#### What the exercise asks:
A full, exact copy of the records below is the required answer.

(Natural language region descriptions)

....

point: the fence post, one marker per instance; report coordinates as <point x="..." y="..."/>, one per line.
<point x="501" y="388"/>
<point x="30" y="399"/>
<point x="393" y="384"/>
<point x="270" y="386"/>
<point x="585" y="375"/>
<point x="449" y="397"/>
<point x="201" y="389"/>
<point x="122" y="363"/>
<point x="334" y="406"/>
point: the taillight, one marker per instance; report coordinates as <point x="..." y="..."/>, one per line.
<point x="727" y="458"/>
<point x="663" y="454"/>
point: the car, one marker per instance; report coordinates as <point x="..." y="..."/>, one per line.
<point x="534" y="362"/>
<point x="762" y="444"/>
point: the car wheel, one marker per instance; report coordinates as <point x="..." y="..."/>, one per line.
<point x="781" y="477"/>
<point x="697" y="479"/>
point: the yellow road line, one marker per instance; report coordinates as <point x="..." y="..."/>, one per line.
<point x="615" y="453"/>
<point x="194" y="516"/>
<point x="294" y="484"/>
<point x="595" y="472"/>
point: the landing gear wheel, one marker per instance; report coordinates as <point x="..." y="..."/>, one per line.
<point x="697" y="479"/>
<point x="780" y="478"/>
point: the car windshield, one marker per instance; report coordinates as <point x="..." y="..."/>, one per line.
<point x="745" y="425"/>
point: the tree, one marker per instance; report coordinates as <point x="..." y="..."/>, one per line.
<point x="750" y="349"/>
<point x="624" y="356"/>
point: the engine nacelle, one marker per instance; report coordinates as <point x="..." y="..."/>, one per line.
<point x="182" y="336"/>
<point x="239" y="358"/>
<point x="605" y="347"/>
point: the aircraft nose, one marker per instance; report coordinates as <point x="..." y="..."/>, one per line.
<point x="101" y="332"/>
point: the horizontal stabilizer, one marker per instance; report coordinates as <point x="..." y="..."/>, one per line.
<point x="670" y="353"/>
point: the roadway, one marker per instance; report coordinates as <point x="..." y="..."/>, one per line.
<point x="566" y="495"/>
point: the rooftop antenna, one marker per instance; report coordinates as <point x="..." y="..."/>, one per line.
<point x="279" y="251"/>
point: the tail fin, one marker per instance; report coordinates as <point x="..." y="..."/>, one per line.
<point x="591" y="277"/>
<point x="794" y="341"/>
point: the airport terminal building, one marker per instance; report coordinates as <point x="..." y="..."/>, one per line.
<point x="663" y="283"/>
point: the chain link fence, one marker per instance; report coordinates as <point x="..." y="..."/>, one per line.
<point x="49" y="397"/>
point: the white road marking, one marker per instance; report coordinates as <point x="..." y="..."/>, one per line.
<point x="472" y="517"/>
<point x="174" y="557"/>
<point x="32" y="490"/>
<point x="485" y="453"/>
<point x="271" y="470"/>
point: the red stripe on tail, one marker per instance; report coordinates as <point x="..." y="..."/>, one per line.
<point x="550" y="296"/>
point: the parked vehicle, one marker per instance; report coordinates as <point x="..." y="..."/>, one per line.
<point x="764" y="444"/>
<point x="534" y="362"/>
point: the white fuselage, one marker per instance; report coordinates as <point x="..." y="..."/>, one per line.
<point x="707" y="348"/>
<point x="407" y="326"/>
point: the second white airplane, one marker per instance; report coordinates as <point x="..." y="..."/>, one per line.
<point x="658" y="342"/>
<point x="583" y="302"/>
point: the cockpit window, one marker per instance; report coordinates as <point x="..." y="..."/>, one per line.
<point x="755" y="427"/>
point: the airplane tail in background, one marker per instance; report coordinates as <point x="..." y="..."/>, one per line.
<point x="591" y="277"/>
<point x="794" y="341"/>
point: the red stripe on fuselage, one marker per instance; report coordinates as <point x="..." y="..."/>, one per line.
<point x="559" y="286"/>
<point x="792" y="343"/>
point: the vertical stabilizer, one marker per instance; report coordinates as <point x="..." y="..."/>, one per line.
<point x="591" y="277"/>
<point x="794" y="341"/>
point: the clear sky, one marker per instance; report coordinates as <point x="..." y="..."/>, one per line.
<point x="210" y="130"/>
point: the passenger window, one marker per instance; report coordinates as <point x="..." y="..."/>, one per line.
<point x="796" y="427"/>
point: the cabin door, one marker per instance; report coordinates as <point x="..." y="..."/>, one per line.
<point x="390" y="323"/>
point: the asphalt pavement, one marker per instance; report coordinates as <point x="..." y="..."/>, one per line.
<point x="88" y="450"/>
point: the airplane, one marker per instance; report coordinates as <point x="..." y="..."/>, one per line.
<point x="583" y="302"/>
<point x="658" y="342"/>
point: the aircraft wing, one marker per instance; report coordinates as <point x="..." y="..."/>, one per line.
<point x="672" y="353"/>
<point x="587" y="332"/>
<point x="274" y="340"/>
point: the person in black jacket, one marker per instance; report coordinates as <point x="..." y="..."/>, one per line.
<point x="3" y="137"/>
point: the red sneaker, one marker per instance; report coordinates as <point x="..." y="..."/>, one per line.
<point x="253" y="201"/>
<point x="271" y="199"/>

....

#### Written response:
point: the fence post, one marker per instance; report coordinates as <point x="..." y="..."/>, one per line.
<point x="501" y="388"/>
<point x="30" y="399"/>
<point x="393" y="384"/>
<point x="270" y="386"/>
<point x="585" y="375"/>
<point x="449" y="397"/>
<point x="201" y="389"/>
<point x="122" y="363"/>
<point x="334" y="406"/>
point: the taillight, one marker per instance; report coordinates as <point x="..." y="..."/>, one per line.
<point x="727" y="458"/>
<point x="663" y="454"/>
point: the car, one marker per instance; report coordinates as <point x="..." y="..."/>, one per line.
<point x="534" y="362"/>
<point x="762" y="444"/>
point: the car wheel, one marker per instance; report coordinates as <point x="..." y="..."/>, one per line.
<point x="781" y="477"/>
<point x="697" y="479"/>
point: the yellow road line, one marker per instance; report coordinates as <point x="..." y="..."/>, one per line.
<point x="615" y="453"/>
<point x="194" y="516"/>
<point x="294" y="484"/>
<point x="595" y="472"/>
point: the landing gear wheel, one marker per instance; report coordinates as <point x="..." y="..."/>, one per line.
<point x="697" y="479"/>
<point x="780" y="478"/>
point: the car windshield, one marker per instance; report coordinates as <point x="..." y="..."/>, one per line.
<point x="745" y="425"/>
point: the tree, one marker per instance; report coordinates as <point x="..." y="..."/>, one per line.
<point x="750" y="349"/>
<point x="624" y="356"/>
point: the engine nacelle, one marker per instance; report coordinates as <point x="..." y="..."/>, one per line.
<point x="182" y="336"/>
<point x="239" y="358"/>
<point x="605" y="347"/>
point: the aircraft nose, one marker per instance; report coordinates as <point x="..." y="..."/>, one per line.
<point x="101" y="332"/>
point: the horizontal stabilizer, one marker per instance; report coordinates as <point x="..." y="..."/>, one per line.
<point x="670" y="353"/>
point: the roadway, one marker per instance; report coordinates as <point x="..." y="..."/>, one per line.
<point x="566" y="495"/>
point: the rooftop antenna, one marker per instance; report coordinates as <point x="..." y="..."/>, one per line.
<point x="279" y="251"/>
point: the tail fin, one marker per instance; report coordinates as <point x="..." y="..."/>, one per line.
<point x="591" y="277"/>
<point x="794" y="341"/>
point: the airport terminal building, one marker per instance; report coordinates as <point x="..." y="..."/>, one per line.
<point x="663" y="283"/>
point: the chain link fence, one marker per instance; report coordinates as <point x="..." y="..."/>, one per line.
<point x="49" y="397"/>
point: the white road marking, one marker per instance; report coordinates as <point x="..." y="..."/>, one per line.
<point x="472" y="517"/>
<point x="174" y="557"/>
<point x="32" y="490"/>
<point x="485" y="453"/>
<point x="271" y="470"/>
point: the red stripe on tail, one marker per instance; report coordinates as <point x="..." y="..."/>, one per line.
<point x="550" y="296"/>
point: the parked vehicle, one marker per instance; report coordinates as <point x="..." y="..."/>, one per line.
<point x="764" y="444"/>
<point x="534" y="362"/>
point: the white fuselage, one marker per instance; report coordinates as <point x="..." y="..."/>, one per line.
<point x="707" y="348"/>
<point x="407" y="326"/>
point: the second white airplane, one marker per instance; report coordinates as <point x="..." y="..."/>, one per line.
<point x="658" y="342"/>
<point x="583" y="302"/>
point: the cockpit window, one marker per instance; report coordinates as <point x="..." y="..."/>, one per line.
<point x="755" y="427"/>
point: the airplane tail in background, one marker per instance; report coordinates as <point x="..." y="..."/>, one per line.
<point x="591" y="277"/>
<point x="794" y="341"/>
point: the red stripe on fuselage, one marker per instance; report coordinates as <point x="..." y="..."/>, one per line.
<point x="559" y="286"/>
<point x="792" y="343"/>
point: the vertical stabilizer, one marker per instance; report coordinates as <point x="..." y="..."/>, one per line.
<point x="591" y="277"/>
<point x="794" y="341"/>
point: the clear sky, one marker per instance; report coordinates as <point x="..." y="..."/>, one per line.
<point x="210" y="130"/>
point: the passenger window, one marker per instance; report coordinates as <point x="..." y="..."/>, one per line.
<point x="796" y="427"/>
point: the cabin door, one marker per instance; report coordinates as <point x="..." y="..."/>, one per line.
<point x="390" y="323"/>
point: the asphalt pavement, one marker per instance; report coordinates as <point x="..." y="..."/>, one per line.
<point x="88" y="450"/>
point: the airplane, one marker per instance; report coordinates as <point x="..." y="..."/>, one per line.
<point x="583" y="302"/>
<point x="658" y="342"/>
point: the aircraft wing, one marker per instance; report coordinates as <point x="..." y="..."/>, one per line.
<point x="672" y="353"/>
<point x="587" y="332"/>
<point x="274" y="340"/>
point: the person in black jacket, one marker per instance; report coordinates as <point x="..." y="..."/>, one per line.
<point x="3" y="137"/>
point: the red sneaker, one marker per instance; report coordinates as <point x="..." y="..."/>, one per line.
<point x="253" y="201"/>
<point x="271" y="199"/>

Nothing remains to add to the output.